## Work item
Two lines in the data below mark the range: the one with "203L420 216L433 215L432" and the one with "positive clicks: (814, 566)". Return both, along with every line between them, exactly.

[Saved data entries]
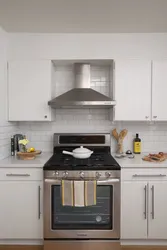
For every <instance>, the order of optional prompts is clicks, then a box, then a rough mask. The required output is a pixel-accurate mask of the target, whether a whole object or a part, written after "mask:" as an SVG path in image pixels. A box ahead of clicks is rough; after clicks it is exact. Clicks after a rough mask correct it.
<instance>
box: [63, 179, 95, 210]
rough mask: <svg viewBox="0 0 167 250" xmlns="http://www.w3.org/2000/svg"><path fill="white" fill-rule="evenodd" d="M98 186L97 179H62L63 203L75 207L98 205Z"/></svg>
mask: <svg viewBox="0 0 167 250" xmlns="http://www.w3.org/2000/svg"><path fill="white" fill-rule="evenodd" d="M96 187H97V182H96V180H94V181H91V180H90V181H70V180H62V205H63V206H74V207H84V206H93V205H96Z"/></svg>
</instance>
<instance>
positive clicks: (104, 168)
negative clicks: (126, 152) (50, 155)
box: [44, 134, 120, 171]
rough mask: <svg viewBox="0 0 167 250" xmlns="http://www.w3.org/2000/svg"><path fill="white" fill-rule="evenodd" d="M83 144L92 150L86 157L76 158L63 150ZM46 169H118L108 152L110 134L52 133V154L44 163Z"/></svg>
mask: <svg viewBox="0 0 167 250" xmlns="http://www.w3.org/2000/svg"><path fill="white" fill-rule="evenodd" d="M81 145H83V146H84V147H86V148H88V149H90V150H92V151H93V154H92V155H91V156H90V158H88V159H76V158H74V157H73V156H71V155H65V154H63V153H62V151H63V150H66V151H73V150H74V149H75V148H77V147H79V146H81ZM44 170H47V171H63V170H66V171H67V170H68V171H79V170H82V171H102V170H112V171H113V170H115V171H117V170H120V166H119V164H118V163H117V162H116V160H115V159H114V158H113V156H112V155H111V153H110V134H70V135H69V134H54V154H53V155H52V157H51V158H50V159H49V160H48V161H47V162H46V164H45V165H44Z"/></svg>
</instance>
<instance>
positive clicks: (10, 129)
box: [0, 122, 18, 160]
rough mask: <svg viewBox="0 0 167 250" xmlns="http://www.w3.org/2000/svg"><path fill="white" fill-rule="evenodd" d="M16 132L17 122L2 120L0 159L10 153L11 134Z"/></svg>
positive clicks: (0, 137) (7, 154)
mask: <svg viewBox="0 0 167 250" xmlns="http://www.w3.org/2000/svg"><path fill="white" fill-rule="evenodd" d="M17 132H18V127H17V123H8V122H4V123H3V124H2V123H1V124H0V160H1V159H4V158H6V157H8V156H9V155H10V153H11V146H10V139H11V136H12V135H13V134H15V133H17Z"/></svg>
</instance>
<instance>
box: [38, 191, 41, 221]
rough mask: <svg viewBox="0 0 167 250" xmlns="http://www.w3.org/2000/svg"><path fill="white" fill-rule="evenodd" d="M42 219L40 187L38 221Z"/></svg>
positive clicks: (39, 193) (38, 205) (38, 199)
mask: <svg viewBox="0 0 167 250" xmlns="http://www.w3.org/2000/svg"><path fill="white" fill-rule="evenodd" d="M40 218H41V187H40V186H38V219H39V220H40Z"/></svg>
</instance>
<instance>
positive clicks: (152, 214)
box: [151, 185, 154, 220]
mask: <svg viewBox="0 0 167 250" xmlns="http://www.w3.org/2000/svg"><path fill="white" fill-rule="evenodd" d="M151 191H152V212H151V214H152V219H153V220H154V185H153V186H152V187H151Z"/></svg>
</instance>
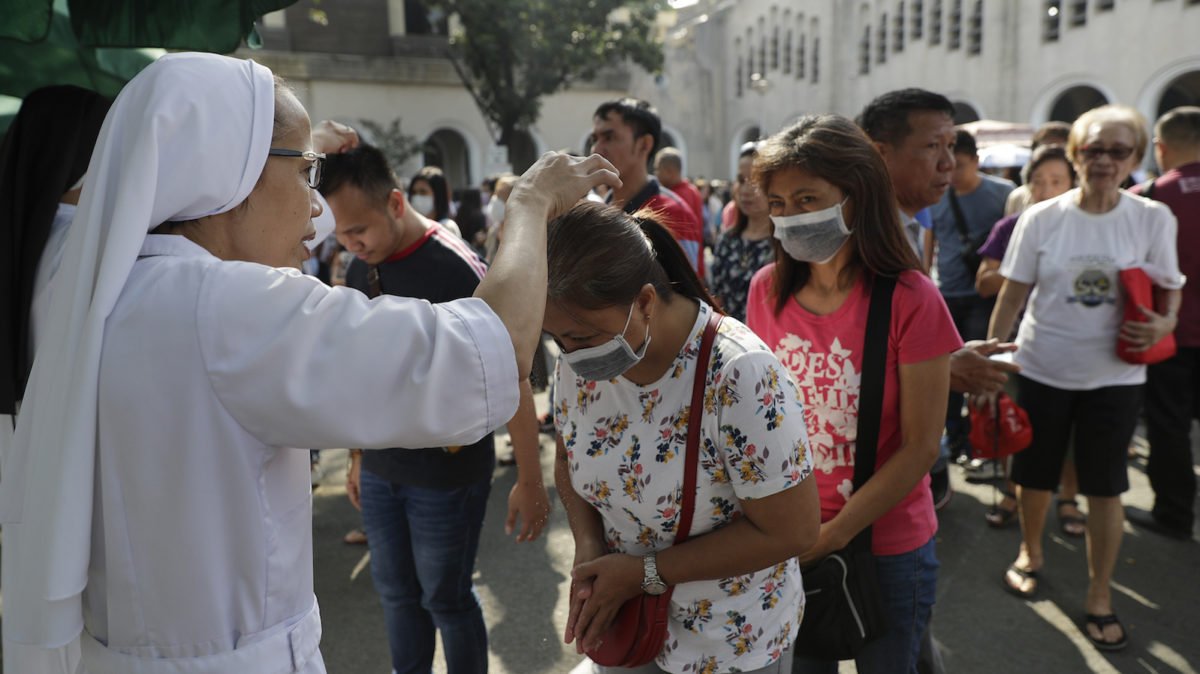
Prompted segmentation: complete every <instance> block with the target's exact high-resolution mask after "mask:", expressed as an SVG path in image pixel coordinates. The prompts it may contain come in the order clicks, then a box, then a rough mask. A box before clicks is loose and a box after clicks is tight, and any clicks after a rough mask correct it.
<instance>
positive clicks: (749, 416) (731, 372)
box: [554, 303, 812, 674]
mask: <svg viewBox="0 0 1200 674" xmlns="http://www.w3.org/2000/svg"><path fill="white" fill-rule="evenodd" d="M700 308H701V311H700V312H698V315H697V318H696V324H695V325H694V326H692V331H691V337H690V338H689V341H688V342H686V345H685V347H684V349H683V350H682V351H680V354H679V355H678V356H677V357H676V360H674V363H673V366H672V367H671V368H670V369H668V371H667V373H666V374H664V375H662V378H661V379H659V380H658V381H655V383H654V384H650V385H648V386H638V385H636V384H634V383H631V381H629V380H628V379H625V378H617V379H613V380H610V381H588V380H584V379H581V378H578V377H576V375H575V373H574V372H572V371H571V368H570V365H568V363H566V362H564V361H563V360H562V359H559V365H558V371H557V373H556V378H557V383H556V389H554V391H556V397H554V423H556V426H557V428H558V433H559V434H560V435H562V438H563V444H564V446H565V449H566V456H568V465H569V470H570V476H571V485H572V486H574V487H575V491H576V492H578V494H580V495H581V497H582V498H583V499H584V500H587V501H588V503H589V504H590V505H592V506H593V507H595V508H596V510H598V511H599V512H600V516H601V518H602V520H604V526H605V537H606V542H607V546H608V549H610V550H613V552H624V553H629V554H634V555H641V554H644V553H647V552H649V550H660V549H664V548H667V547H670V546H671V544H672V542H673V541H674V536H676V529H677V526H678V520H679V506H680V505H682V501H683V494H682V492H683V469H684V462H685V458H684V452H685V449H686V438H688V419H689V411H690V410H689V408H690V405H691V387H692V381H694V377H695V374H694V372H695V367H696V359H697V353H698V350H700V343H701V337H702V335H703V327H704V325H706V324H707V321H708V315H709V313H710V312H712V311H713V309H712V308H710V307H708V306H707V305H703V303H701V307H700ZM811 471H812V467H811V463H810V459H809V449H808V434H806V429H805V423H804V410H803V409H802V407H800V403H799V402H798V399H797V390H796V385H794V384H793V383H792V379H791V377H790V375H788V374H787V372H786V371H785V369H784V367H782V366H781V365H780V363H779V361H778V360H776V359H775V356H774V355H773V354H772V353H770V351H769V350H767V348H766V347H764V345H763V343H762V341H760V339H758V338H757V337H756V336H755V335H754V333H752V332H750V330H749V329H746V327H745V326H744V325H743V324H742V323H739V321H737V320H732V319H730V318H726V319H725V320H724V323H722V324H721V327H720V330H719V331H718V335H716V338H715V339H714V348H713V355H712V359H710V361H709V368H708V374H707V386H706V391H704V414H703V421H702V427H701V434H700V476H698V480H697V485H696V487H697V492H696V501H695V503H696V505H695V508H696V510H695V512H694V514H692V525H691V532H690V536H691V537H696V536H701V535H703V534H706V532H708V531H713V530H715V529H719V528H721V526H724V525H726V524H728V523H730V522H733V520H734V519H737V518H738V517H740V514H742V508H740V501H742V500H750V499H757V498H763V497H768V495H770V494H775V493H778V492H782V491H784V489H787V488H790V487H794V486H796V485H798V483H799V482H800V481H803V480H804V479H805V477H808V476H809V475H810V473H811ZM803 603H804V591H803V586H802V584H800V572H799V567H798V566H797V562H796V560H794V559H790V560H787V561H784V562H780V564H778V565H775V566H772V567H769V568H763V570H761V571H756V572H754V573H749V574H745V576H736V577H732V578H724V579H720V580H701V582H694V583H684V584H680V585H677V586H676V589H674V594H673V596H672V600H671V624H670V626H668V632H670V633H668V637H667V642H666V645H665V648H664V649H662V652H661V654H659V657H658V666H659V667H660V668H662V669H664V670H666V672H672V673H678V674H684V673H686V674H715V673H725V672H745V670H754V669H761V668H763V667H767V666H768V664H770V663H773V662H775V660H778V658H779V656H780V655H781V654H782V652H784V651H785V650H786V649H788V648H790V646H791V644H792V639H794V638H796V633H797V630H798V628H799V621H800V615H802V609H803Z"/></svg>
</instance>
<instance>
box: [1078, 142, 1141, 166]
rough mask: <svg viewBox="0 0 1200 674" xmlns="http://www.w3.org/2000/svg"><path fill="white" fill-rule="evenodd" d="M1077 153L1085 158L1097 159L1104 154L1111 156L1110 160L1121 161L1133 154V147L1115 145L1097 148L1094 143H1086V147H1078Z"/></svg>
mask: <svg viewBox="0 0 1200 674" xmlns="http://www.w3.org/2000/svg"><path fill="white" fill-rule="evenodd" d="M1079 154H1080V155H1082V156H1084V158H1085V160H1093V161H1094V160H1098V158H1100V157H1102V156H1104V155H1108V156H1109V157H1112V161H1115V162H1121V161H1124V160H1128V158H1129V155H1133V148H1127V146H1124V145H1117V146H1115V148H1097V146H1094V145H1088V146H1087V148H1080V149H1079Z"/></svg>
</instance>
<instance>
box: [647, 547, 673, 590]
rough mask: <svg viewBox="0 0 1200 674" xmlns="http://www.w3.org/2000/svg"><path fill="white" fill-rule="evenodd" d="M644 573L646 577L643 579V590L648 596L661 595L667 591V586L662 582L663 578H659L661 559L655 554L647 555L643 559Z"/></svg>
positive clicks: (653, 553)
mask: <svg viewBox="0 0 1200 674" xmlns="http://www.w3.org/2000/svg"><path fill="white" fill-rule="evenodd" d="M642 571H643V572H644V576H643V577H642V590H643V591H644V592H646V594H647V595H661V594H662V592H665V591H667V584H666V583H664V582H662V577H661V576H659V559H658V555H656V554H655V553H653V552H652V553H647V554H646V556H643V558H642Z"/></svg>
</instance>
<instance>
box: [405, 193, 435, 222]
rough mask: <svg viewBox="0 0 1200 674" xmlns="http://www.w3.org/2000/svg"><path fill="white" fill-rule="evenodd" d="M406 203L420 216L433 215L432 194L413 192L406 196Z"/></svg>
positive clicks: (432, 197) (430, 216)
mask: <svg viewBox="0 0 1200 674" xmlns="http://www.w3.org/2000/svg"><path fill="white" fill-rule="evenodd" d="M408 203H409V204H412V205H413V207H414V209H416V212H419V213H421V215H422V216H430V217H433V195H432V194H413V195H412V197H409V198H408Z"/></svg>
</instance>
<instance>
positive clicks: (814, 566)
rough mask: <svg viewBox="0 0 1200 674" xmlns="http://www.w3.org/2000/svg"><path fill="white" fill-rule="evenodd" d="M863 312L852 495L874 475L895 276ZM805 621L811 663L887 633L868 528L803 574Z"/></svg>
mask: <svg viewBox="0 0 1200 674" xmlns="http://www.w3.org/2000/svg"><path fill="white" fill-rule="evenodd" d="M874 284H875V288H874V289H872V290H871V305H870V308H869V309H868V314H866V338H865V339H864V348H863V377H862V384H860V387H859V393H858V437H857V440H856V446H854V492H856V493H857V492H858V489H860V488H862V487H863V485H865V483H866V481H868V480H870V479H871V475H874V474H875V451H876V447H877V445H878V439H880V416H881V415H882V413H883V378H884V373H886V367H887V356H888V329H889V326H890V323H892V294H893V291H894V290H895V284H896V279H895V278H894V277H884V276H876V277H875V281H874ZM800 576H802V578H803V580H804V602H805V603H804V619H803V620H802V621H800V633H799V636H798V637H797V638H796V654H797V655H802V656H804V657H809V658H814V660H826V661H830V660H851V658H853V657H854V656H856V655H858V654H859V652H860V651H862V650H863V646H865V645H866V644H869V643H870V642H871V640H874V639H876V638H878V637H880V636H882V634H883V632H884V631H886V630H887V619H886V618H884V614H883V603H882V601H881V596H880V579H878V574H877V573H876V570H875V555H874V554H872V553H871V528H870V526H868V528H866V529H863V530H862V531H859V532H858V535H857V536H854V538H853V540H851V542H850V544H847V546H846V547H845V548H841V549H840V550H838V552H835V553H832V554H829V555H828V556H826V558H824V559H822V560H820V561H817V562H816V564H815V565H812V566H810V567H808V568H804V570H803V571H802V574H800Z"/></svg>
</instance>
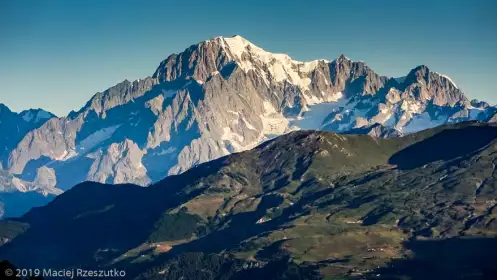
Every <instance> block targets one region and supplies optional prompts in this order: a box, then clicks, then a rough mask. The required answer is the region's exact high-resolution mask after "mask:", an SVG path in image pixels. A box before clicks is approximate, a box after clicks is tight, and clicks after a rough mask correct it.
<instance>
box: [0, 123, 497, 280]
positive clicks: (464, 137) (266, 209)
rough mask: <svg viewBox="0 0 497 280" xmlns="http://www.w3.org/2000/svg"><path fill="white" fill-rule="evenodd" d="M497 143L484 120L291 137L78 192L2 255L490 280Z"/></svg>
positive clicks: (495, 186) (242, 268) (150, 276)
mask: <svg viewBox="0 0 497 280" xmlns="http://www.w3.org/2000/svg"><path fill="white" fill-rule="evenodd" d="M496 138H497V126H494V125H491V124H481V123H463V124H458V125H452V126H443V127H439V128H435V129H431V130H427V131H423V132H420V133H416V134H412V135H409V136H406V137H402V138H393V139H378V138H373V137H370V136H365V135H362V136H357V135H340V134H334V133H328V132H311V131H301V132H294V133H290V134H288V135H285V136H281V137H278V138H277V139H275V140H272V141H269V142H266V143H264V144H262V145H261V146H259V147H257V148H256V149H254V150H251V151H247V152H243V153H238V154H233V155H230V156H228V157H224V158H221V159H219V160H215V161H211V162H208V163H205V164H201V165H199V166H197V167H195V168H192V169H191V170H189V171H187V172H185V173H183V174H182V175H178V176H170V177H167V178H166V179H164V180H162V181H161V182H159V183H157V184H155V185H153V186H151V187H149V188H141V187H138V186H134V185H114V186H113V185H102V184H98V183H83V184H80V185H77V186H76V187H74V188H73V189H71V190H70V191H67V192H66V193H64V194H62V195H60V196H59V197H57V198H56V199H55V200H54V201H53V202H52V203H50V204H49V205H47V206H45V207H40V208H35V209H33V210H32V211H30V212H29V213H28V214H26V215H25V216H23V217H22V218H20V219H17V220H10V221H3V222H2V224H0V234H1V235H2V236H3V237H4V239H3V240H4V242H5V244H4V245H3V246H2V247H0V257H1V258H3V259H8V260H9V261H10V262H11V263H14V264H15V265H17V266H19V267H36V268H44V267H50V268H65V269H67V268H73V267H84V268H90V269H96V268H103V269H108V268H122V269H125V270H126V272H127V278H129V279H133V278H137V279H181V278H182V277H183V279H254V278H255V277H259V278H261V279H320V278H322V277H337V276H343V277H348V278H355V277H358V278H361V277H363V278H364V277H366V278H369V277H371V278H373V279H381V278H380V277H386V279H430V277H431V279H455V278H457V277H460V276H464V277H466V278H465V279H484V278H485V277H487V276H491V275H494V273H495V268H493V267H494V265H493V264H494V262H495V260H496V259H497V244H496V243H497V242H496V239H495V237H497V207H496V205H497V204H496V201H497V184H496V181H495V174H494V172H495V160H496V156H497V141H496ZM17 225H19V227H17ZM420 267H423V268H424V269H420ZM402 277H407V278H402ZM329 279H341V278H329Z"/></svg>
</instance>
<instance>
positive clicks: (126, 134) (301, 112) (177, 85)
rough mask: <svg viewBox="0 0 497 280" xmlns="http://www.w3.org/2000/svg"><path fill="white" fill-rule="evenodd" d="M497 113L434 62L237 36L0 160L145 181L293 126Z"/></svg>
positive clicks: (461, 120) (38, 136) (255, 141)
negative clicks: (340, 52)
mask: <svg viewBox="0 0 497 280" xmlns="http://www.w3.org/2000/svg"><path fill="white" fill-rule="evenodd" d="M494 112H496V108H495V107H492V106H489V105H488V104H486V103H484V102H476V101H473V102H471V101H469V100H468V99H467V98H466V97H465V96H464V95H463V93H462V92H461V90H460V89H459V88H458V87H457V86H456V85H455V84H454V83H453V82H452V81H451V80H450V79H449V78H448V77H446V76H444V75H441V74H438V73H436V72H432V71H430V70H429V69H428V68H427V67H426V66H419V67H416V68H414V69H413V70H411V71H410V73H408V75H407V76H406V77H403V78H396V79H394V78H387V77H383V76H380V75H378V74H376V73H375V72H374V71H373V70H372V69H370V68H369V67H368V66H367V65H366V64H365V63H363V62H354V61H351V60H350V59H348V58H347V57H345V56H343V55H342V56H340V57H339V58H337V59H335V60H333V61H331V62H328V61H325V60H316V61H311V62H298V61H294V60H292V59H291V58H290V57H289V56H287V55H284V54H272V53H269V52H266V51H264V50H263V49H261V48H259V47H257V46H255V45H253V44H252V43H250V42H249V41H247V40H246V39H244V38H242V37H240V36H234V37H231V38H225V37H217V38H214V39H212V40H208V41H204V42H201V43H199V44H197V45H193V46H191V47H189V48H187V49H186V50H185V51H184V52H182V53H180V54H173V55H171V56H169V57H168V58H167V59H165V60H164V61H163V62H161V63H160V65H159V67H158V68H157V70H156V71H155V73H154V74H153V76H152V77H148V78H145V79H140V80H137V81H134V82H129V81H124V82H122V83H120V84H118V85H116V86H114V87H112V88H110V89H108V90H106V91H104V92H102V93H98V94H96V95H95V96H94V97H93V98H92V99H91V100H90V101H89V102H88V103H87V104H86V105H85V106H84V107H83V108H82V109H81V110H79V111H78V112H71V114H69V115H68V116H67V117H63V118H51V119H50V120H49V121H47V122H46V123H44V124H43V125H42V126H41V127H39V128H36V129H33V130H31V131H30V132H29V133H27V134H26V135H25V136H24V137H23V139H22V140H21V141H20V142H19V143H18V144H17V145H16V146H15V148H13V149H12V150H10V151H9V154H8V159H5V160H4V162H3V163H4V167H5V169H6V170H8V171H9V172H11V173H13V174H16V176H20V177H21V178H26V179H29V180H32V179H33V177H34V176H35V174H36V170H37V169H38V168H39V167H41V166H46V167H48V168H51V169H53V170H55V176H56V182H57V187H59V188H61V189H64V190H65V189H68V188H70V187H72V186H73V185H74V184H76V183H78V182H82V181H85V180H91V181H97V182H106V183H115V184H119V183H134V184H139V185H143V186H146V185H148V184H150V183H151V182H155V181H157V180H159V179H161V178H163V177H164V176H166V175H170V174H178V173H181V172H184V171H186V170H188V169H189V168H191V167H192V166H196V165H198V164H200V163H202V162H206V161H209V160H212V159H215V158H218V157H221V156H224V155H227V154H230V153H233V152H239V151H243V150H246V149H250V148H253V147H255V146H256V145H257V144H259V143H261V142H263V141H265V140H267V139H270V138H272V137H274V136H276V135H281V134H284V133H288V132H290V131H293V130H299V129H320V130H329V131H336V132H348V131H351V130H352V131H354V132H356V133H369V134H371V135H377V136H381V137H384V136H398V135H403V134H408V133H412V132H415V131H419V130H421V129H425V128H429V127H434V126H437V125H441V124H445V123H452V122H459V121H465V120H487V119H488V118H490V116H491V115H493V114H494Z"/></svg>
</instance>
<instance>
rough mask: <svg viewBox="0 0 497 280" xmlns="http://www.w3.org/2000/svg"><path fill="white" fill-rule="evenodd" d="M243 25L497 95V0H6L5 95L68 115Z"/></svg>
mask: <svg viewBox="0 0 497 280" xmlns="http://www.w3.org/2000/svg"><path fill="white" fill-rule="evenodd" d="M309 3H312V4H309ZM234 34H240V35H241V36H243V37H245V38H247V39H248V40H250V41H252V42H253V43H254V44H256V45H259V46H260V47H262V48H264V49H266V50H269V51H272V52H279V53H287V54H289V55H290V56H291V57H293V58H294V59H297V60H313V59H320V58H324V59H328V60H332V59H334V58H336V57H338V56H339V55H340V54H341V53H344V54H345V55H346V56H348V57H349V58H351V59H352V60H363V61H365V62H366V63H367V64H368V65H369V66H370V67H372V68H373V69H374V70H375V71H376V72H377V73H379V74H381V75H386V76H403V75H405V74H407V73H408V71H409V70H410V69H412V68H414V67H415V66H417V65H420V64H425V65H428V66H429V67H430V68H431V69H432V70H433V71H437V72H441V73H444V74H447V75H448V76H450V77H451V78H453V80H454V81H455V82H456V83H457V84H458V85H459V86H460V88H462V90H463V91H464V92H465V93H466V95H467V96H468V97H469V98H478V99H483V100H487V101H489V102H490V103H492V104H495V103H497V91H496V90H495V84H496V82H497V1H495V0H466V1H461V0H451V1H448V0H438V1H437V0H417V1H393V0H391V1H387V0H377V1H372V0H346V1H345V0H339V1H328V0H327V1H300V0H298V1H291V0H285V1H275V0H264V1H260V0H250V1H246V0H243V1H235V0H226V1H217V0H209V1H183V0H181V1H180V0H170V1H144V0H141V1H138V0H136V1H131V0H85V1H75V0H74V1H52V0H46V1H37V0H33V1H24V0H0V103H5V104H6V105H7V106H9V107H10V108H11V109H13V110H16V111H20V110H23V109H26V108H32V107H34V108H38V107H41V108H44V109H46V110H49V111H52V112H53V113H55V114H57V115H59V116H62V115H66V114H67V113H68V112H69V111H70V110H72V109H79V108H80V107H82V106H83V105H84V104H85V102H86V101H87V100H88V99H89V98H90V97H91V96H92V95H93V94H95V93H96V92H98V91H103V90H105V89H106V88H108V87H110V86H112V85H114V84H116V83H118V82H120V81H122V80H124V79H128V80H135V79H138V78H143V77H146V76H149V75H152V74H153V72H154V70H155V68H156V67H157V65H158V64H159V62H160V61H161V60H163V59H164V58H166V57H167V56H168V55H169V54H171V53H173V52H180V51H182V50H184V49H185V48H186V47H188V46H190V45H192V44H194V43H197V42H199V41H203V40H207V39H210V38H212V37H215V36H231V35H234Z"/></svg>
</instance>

## Written answer
rough mask: <svg viewBox="0 0 1200 674" xmlns="http://www.w3.org/2000/svg"><path fill="white" fill-rule="evenodd" d="M406 203L420 216L433 215L432 194L413 192L406 196Z"/></svg>
positive clicks: (432, 197) (430, 216)
mask: <svg viewBox="0 0 1200 674" xmlns="http://www.w3.org/2000/svg"><path fill="white" fill-rule="evenodd" d="M408 203H409V204H412V205H413V207H414V209H416V212H419V213H421V215H422V216H430V217H433V195H432V194H413V195H412V197H409V198H408Z"/></svg>
</instance>
<instance>
positive clicks: (814, 566)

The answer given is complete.